Detection annotation records
■ ■ ■

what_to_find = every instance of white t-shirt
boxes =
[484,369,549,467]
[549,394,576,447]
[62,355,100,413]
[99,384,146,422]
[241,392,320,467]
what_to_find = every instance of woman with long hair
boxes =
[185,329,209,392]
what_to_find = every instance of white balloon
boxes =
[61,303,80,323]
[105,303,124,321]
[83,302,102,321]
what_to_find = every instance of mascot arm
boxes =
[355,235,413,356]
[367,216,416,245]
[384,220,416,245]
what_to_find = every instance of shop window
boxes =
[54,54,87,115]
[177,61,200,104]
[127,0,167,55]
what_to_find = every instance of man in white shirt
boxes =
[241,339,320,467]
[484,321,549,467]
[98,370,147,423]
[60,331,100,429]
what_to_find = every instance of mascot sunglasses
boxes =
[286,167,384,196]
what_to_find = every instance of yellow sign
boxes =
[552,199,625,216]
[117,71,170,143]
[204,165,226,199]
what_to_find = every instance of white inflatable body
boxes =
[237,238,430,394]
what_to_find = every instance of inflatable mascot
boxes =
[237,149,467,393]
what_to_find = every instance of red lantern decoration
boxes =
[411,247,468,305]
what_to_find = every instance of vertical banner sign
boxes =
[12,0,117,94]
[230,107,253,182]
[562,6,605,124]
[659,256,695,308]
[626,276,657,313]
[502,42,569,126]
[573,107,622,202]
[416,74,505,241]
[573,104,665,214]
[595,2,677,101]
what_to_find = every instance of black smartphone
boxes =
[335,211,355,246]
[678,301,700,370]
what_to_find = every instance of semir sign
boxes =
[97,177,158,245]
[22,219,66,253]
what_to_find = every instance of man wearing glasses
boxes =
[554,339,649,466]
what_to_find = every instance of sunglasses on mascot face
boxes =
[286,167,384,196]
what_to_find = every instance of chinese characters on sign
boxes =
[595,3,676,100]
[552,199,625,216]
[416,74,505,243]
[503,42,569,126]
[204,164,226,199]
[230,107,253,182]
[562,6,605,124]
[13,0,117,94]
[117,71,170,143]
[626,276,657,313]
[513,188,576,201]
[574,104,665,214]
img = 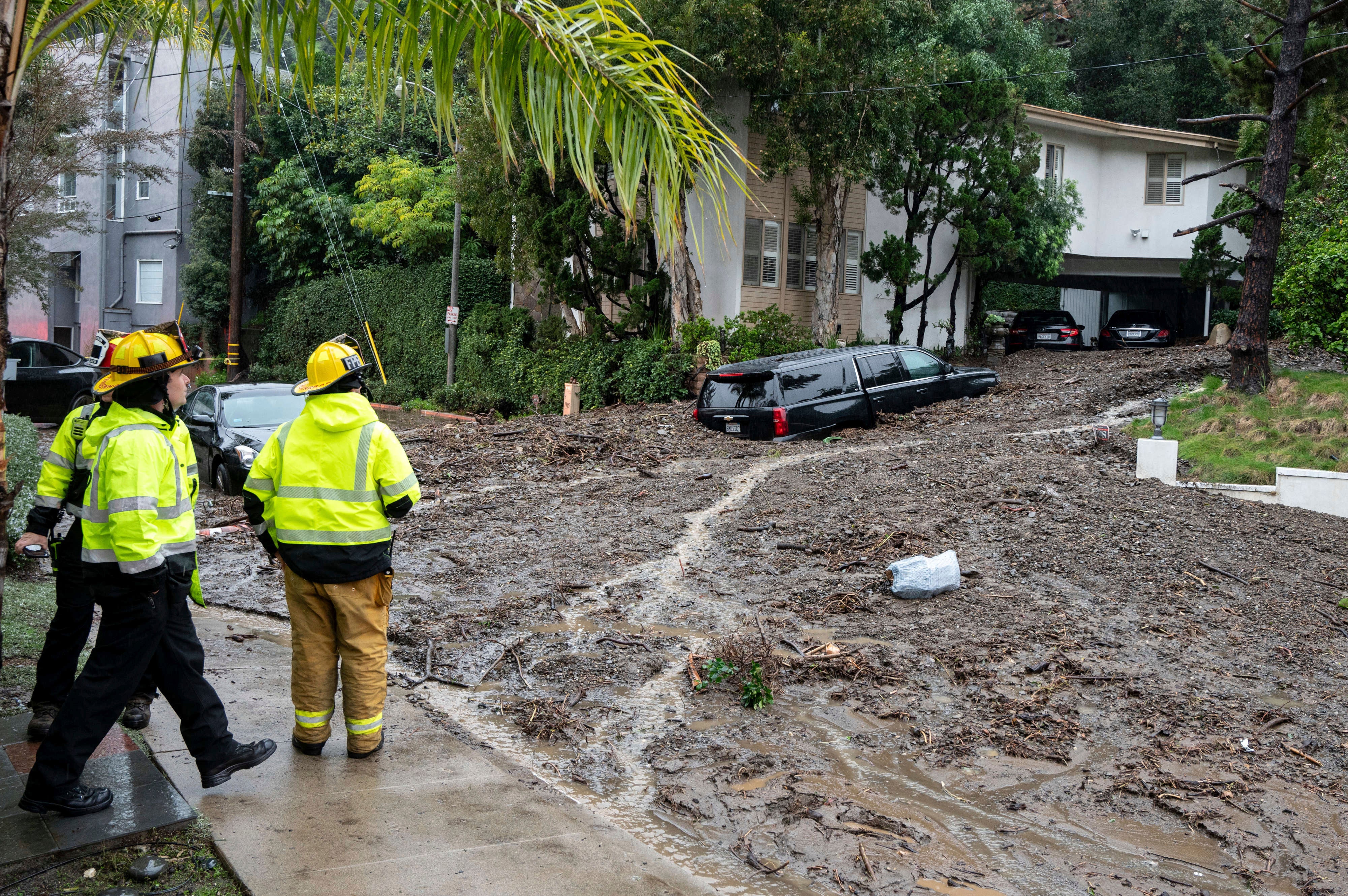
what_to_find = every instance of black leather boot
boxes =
[28,703,61,741]
[197,737,276,788]
[121,694,155,732]
[19,784,112,815]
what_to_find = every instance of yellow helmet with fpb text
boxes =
[93,330,197,395]
[291,333,369,395]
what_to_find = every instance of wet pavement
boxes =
[202,349,1348,896]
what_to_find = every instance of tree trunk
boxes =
[1227,0,1312,392]
[945,257,964,358]
[670,199,702,330]
[0,0,28,666]
[813,172,852,345]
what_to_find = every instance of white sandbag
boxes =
[890,551,960,601]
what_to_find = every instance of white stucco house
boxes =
[689,97,1244,346]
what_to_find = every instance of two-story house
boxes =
[9,44,221,352]
[689,97,1244,345]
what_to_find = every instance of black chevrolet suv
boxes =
[693,345,999,442]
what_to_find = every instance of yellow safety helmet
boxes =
[93,330,197,395]
[291,333,369,395]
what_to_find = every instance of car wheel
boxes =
[210,461,235,494]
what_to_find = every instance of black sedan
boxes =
[1007,311,1091,352]
[178,383,305,494]
[1100,311,1175,349]
[4,340,106,423]
[693,345,999,442]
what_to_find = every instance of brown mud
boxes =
[198,340,1348,896]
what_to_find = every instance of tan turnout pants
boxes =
[286,566,394,753]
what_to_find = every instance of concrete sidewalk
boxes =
[144,608,713,896]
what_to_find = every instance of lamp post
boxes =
[1151,399,1170,439]
[394,77,460,385]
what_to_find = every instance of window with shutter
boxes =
[842,230,861,295]
[763,221,782,286]
[786,224,805,290]
[744,218,763,286]
[1144,154,1166,205]
[805,224,820,290]
[1166,154,1184,205]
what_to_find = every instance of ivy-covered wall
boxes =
[252,259,510,403]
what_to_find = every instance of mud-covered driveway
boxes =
[200,349,1348,896]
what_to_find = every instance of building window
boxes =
[1144,152,1184,205]
[842,230,861,295]
[744,218,782,287]
[786,224,820,290]
[136,259,164,305]
[1043,143,1062,193]
[57,174,75,212]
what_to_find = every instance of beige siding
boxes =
[740,133,867,340]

■ ■ ■

### Stated problem
Reproduce every line of the material above verbatim, leaving out the pictures.

### Final result
what_to_find = every instance of white t-shirt
boxes =
[484,369,549,467]
[549,394,576,447]
[62,355,100,413]
[99,384,146,422]
[241,392,320,467]
what_to_find = every instance of woman with long hair
boxes =
[185,329,209,392]
what_to_find = every instance of white balloon
boxes =
[61,303,80,323]
[105,303,124,321]
[83,302,102,321]
what_to_find = every instance of mascot arm
boxes =
[355,235,413,356]
[367,216,416,245]
[384,220,416,245]
what_to_find = every instance of shop window
boxes =
[54,54,87,115]
[177,61,200,104]
[127,0,167,55]
what_to_find = every instance of man in white shirt
boxes =
[241,339,320,467]
[484,321,549,467]
[98,370,147,423]
[60,331,100,429]
what_to_find = every instance of mascot sunglasses
boxes =
[286,167,384,196]
what_to_find = every instance of yellow sign
boxes =
[552,199,625,216]
[117,71,170,143]
[204,165,226,199]
what_to_find = every instance of white inflatable body
boxes =
[237,238,430,394]
what_to_find = every instance of inflatable mascot
boxes =
[237,149,467,393]
what_to_find = every instance of red lantern decoration
boxes =
[411,247,468,305]
what_to_find = every instance of vertical banner sign
boxes =
[12,0,117,94]
[230,107,253,182]
[562,6,605,124]
[659,256,695,308]
[626,276,657,313]
[502,42,569,126]
[573,107,622,202]
[416,74,505,241]
[573,104,665,214]
[595,2,677,101]
what_to_find = every instance of black smartphone
boxes =
[335,211,355,246]
[678,301,700,370]
what_to_find = every instance of semir sign
boxes =
[97,177,158,245]
[22,219,66,253]
what_to_find = every instance of man wearing glasses
boxes =
[554,339,649,466]
what_to_find = every instance of sunglasses on mascot face
boxes =
[286,167,384,196]
what_to_find = every instance of chinese characters on sign
boxes =
[595,3,676,100]
[552,199,625,216]
[416,74,505,243]
[503,42,569,126]
[204,164,226,199]
[230,107,253,182]
[562,6,605,124]
[13,0,117,94]
[117,71,170,143]
[626,276,657,313]
[513,188,576,201]
[574,104,665,214]
img = 
what_to_find = every instance of black leather boot
boxes =
[28,703,61,741]
[197,737,276,788]
[121,694,155,732]
[19,784,112,815]
what_to_find = every instance of yellow helmet with fpb text
boxes =
[93,330,197,395]
[291,333,369,395]
what_to_find = every instance of wet pavement
boxes =
[202,349,1348,896]
what_to_find = every instance of tree trunk
boxes =
[1227,0,1312,392]
[945,257,964,358]
[670,199,702,330]
[0,0,28,666]
[813,172,852,345]
what_to_find = every instance of white sandbag
boxes =
[890,551,960,601]
what_to_find = every instance of white stucco house
boxes =
[689,97,1244,346]
what_to_find = every instance of two-story house
boxes =
[9,44,221,352]
[689,97,1244,345]
what_to_find = every instance of black chevrolet suv
boxes =
[693,345,999,442]
what_to_find = every instance of yellow safety helmet
boxes =
[93,330,197,395]
[291,333,369,395]
what_to_find = every instance of car wheel
boxes =
[210,461,235,494]
what_to_find = every instance of black sedan
boxes =
[1007,311,1091,352]
[178,383,305,494]
[1100,311,1175,349]
[4,340,106,423]
[693,345,999,442]
what_to_find = every instance of brown mud
boxes =
[198,340,1348,896]
what_to_find = every instance of tan turnout pants
boxes =
[286,566,394,753]
what_to_find = every instance of concrete sidewalk
boxes =
[144,608,713,896]
what_to_find = every instance of lamp post
boxes =
[1151,399,1170,439]
[394,77,460,385]
what_to_find = every instance of window with shutter
boxes =
[842,230,861,295]
[763,221,782,286]
[786,224,805,290]
[744,218,763,286]
[1144,154,1166,205]
[805,224,820,290]
[1166,154,1184,205]
what_to_find = every instance of ivy-covered wall
boxes =
[252,259,510,403]
what_to_find = every instance of mud-covered driveway
boxes =
[200,349,1348,896]
what_to_find = every instance of building window
boxes =
[1144,152,1184,205]
[842,230,861,295]
[744,218,782,287]
[786,224,820,290]
[136,259,164,305]
[1043,143,1062,193]
[57,174,75,212]
what_to_find = every instance of beige siding
boxes =
[740,133,867,340]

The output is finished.